* _Task to carry out_:
Copy out the records starting at the line containing "the black metal" and ending at the line containing "(1009, 352)", both lines included and requests kept, but raise every pixel coordinate in the answers by 149.

====== Items ======

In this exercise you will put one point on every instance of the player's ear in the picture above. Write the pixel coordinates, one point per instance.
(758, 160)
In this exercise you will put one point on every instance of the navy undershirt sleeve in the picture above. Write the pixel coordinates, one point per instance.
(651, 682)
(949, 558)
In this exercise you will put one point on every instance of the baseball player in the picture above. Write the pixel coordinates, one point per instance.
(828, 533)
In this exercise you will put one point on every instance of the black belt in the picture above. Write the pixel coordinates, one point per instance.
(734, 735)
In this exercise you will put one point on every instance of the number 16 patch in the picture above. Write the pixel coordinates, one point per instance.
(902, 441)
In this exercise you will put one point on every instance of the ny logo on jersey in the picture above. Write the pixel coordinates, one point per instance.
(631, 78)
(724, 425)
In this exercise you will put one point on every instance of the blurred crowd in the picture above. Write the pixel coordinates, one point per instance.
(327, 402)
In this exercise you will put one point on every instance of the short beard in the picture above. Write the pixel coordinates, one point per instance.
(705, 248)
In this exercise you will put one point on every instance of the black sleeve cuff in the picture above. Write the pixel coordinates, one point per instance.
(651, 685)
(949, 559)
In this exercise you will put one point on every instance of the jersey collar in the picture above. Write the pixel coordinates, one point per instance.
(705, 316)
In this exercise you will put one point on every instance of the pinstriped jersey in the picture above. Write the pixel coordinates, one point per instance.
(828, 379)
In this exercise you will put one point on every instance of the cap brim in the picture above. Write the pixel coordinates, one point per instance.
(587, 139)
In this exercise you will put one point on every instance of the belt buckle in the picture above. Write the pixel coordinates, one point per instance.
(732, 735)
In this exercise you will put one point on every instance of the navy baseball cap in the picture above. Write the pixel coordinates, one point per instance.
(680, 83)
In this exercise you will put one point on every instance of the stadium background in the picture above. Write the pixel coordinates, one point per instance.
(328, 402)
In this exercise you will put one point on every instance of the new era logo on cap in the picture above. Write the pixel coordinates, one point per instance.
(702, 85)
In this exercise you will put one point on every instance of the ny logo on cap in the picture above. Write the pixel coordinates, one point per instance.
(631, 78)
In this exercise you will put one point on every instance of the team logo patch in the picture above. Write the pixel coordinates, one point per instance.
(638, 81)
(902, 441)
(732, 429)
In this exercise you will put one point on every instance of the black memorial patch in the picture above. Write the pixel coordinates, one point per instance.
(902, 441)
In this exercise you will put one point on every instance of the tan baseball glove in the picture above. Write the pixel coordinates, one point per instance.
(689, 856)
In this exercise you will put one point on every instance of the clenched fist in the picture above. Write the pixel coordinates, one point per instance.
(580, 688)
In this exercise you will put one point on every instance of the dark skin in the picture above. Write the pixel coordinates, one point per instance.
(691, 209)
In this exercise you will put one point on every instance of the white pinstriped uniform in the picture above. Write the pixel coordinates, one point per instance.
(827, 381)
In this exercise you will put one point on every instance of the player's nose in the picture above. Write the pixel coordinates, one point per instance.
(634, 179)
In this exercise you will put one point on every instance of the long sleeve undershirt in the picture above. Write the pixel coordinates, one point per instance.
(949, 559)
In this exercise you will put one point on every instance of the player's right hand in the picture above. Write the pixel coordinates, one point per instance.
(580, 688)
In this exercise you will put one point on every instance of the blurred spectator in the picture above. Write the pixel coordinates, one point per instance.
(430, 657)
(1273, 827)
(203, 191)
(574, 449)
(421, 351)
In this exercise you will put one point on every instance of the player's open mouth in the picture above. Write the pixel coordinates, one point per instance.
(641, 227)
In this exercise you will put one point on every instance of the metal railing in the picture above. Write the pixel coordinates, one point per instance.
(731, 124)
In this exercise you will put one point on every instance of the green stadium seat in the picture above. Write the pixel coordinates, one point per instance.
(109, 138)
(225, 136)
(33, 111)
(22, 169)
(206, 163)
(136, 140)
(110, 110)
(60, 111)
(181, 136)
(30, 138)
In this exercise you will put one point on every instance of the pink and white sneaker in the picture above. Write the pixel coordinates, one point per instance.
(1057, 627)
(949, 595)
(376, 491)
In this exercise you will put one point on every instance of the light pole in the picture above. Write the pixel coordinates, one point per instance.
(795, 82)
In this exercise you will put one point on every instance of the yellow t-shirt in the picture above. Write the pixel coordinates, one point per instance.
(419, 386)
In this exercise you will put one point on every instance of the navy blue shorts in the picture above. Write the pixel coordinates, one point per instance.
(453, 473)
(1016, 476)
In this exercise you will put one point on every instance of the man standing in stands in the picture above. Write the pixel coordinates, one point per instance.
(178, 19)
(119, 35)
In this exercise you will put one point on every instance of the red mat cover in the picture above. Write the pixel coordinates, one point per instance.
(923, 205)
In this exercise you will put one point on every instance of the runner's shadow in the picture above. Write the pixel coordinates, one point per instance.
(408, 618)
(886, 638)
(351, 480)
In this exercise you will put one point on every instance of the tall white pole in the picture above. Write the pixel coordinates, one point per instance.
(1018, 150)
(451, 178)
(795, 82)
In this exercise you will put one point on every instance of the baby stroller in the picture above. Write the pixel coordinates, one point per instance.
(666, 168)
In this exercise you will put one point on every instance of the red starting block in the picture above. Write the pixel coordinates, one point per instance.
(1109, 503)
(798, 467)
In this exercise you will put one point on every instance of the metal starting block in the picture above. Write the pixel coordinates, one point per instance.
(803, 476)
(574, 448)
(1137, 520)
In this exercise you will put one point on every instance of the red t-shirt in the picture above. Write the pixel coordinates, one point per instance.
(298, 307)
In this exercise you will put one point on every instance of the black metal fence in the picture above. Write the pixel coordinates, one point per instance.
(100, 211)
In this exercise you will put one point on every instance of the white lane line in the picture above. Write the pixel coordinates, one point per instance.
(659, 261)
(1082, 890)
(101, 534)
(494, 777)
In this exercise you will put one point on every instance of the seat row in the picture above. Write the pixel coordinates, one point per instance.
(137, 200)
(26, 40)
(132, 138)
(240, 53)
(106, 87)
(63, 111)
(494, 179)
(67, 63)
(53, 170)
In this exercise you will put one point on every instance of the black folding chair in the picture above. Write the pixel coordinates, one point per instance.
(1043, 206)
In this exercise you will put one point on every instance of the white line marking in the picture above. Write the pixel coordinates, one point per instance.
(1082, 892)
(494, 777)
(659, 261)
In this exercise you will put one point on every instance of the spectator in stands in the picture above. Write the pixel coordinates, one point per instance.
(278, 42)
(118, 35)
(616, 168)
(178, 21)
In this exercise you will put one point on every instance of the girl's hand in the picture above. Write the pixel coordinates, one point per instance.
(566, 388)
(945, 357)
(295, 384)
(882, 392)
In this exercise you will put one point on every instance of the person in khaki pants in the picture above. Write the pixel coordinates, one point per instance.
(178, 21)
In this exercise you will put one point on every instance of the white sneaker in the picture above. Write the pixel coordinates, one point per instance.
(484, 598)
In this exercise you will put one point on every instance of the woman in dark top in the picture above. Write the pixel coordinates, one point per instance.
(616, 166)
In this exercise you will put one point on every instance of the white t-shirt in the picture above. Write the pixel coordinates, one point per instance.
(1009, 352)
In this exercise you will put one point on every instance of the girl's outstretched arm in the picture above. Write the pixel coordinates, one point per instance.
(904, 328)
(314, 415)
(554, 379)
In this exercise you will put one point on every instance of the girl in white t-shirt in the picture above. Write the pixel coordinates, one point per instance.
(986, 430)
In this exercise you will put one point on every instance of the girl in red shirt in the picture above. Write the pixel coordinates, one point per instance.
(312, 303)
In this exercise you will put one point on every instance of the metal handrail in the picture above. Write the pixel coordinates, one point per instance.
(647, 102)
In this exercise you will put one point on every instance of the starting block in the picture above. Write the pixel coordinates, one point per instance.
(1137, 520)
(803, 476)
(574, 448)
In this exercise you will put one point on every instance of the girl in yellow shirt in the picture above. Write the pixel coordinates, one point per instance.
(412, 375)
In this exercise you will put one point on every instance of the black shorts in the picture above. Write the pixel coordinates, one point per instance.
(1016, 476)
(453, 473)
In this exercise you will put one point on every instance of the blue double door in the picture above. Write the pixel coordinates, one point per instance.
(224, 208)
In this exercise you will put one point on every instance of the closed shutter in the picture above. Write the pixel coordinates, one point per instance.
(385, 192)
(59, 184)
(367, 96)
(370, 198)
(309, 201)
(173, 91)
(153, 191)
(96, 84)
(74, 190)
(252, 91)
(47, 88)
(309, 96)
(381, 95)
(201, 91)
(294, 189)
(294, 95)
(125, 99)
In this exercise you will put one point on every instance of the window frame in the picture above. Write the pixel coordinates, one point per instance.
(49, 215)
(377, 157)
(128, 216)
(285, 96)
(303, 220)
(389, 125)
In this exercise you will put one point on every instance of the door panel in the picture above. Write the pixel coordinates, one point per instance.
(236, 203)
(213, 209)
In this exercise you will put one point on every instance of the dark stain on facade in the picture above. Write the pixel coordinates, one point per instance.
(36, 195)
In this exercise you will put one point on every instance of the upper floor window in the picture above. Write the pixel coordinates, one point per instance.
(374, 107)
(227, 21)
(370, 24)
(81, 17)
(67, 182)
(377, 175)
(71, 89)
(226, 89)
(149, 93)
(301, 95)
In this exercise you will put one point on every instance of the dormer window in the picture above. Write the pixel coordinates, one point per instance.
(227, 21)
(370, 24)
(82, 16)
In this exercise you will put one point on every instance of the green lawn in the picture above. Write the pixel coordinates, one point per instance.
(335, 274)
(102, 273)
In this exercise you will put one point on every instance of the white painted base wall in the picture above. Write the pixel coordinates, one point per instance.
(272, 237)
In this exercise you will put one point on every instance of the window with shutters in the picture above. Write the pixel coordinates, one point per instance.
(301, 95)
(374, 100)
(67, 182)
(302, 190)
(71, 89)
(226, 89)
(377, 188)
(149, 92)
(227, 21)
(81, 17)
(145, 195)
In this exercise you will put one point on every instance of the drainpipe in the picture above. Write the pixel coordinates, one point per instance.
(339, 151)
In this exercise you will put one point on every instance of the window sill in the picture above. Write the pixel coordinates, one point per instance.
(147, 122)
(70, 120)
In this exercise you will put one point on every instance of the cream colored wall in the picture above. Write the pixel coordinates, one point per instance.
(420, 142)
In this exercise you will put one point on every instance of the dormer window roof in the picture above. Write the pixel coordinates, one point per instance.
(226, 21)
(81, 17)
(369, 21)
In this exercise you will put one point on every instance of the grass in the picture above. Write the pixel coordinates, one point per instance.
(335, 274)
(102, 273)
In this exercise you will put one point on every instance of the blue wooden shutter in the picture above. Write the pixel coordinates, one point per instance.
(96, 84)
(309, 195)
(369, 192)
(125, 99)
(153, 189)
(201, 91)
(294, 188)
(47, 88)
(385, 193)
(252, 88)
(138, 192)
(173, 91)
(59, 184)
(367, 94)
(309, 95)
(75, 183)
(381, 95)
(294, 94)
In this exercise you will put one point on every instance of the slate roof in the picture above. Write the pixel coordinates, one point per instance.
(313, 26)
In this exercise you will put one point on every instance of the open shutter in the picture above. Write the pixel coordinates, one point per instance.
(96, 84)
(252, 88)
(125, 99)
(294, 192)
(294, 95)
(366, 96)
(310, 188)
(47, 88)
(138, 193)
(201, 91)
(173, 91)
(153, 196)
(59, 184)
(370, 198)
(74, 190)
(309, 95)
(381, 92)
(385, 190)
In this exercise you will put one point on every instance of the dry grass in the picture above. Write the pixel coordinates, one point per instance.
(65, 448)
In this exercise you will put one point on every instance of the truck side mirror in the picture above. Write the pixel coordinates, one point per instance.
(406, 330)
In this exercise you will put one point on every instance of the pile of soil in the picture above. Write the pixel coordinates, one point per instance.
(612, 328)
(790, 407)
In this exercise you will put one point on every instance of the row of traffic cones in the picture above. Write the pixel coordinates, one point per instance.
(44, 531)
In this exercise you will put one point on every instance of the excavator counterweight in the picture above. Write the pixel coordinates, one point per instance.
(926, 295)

======

* _Task solution_:
In this exercise you will put one point on every instance of the black metal fence in the picture above. Write the pixel coordinates, one point per instance.
(249, 360)
In this exercise you will put one point on every instance of the white lane line in the picture above. Write the pixel coordinates, one point per instance.
(808, 410)
(1231, 1039)
(250, 683)
(643, 926)
In this exercise you will put one point on every instance of the seat row in the picture above. Write the pixel coordinates, one point per instance.
(286, 349)
(175, 189)
(281, 287)
(389, 202)
(255, 236)
(212, 260)
(643, 328)
(216, 212)
(202, 319)
In this exercise you will put one point on every instance of the black folding chair in the picture above. Write the pixel coordinates, one point per instance.
(1192, 355)
In this exercise you will put one point on every instance of the white line marking in the picture above. Write the pixel coordinates, one point per instance.
(1231, 1041)
(643, 926)
(808, 410)
In this exercise you will put one point on every instance of the spectator in stands in the picture above. Write the pixel coordinates, one point per instance.
(427, 191)
(267, 184)
(765, 317)
(327, 170)
In this exercise you will put one point on every instance of the girl's hand in the picture above. Write the pixel coordinates, one point per instance.
(715, 537)
(1094, 506)
(444, 533)
(1031, 541)
In this exercise you will put one point on every instance of the person in khaki pants in the picture above. Write the pixel coordinates, one point per instance.
(327, 170)
In this exercise you will put one point on every instance of the white sneaker in the picture above. Write the pixel coordinates, one point per instance.
(633, 747)
In this exercise you will put one point on every instance of the woman in dark top in the picture above. Write the pixel coordinates, one point per instance.
(765, 315)
In this exercise you will put one point on every instance of the white t-shirt in the picture above. Write the pixel coordinates, one point per instance.
(1158, 501)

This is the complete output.